TASK GOAL => Copy every line of the entries from the start through the line containing "M 266 201 L", inclusive. Shift every coordinate in the answers by -48.

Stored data
----------
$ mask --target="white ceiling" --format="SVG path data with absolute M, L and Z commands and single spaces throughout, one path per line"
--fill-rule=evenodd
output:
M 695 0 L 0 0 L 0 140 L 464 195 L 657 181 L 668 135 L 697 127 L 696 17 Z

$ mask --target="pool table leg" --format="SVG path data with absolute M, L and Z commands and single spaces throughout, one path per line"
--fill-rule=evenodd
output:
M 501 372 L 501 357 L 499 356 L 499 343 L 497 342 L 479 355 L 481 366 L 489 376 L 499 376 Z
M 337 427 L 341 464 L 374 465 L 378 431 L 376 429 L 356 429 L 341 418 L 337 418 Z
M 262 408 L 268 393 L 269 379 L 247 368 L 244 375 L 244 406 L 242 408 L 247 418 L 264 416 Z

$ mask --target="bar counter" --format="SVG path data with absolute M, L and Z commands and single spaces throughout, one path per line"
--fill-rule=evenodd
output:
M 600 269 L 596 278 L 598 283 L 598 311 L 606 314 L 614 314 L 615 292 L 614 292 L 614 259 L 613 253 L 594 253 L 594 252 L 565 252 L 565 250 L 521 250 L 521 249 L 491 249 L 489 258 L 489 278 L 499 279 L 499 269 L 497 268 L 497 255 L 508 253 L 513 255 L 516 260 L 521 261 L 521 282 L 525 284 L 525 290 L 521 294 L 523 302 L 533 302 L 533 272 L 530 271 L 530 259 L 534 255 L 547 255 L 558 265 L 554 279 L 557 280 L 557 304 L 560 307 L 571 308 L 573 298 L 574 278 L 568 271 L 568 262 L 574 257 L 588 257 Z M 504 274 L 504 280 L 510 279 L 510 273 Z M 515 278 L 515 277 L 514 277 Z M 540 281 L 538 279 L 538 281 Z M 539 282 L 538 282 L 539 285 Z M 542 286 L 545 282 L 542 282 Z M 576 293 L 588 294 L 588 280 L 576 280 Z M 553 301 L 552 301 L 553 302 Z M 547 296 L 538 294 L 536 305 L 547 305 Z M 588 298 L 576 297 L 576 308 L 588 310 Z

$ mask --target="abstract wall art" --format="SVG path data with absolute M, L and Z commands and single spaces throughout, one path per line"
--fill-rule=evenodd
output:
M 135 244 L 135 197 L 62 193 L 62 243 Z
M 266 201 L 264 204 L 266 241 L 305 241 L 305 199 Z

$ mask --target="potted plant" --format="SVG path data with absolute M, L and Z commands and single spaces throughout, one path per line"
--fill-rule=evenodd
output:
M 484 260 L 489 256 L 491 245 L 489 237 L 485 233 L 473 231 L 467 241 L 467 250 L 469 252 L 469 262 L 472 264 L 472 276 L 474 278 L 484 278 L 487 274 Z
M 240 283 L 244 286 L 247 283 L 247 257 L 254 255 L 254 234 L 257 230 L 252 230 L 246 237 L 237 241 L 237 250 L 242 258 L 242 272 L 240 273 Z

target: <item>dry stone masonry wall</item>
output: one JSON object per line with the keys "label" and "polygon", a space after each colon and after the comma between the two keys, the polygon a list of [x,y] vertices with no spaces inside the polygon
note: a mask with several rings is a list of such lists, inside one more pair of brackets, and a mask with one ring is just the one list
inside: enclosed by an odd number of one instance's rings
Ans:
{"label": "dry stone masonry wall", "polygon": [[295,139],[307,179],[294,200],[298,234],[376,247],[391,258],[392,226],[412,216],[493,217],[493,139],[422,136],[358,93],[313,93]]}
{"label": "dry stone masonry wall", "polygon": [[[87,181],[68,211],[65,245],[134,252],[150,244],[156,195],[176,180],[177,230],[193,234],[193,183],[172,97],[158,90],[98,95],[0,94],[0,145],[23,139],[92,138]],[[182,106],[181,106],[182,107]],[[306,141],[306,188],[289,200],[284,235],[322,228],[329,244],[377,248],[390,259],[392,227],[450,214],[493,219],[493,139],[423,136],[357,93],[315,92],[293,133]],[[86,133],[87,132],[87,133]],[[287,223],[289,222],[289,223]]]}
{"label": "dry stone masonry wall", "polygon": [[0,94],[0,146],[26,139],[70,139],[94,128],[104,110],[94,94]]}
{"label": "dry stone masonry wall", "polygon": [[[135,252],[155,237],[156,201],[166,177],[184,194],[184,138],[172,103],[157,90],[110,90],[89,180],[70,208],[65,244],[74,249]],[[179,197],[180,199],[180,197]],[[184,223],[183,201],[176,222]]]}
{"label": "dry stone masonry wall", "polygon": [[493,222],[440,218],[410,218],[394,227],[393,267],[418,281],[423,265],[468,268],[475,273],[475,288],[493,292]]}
----------
REPLY TO THE TASK =>
$ mask --target="white ceiling" --format="SVG path data with absolute M, L and Z commands and single spaces throughout, one path per line"
--fill-rule=evenodd
output:
M 647 -48 L -48 -48 L -48 92 L 416 147 L 609 133 L 620 87 L 649 79 L 648 -31 Z

$ mask --target="pool table leg" --format="SVG path data with absolute M, L and Z commands and single spaces throughout, one path per line"
--fill-rule=evenodd
output:
M 453 324 L 453 309 L 451 308 L 451 295 L 449 294 L 431 307 L 433 318 L 441 328 L 451 328 Z
M 289 379 L 293 416 L 326 417 L 330 383 L 328 381 L 308 381 L 293 370 L 289 370 Z
M 214 360 L 220 345 L 221 331 L 199 320 L 196 327 L 196 358 L 194 360 L 199 370 L 216 368 Z

$ mask --target="bar counter" --format="SVG path data with absolute M, L and Z commands and single spaces throughout, one path per line"
--fill-rule=evenodd
output:
M 552 221 L 548 230 L 550 235 L 550 263 L 558 266 L 566 266 L 567 244 L 566 244 L 566 211 L 565 205 L 546 205 L 546 204 L 517 204 L 517 202 L 473 202 L 473 201 L 443 201 L 441 210 L 441 230 L 451 231 L 451 221 L 449 220 L 449 207 L 460 205 L 465 207 L 468 212 L 473 213 L 473 234 L 477 236 L 477 242 L 473 246 L 475 254 L 485 254 L 485 224 L 482 223 L 482 211 L 486 207 L 499 207 L 510 217 L 506 231 L 509 232 L 509 256 L 512 259 L 523 260 L 525 250 L 526 230 L 520 223 L 520 214 L 526 209 L 540 209 Z M 456 226 L 456 232 L 462 231 L 462 225 Z M 467 230 L 467 229 L 466 229 Z M 492 233 L 490 231 L 490 233 Z M 491 234 L 490 234 L 491 237 Z M 494 238 L 497 234 L 494 234 Z M 528 245 L 540 246 L 540 232 L 528 232 Z M 505 253 L 504 253 L 505 254 Z M 499 248 L 490 246 L 488 257 L 499 257 Z M 540 250 L 528 249 L 528 260 L 540 262 Z

$ mask --target="abstract wall art" --format="SVG path data with absolute M, L and Z commands and single spaces throughout, one path per line"
--fill-rule=evenodd
output:
M 87 196 L 87 149 L 14 145 L 14 195 Z
M 218 153 L 216 156 L 218 193 L 257 193 L 257 151 Z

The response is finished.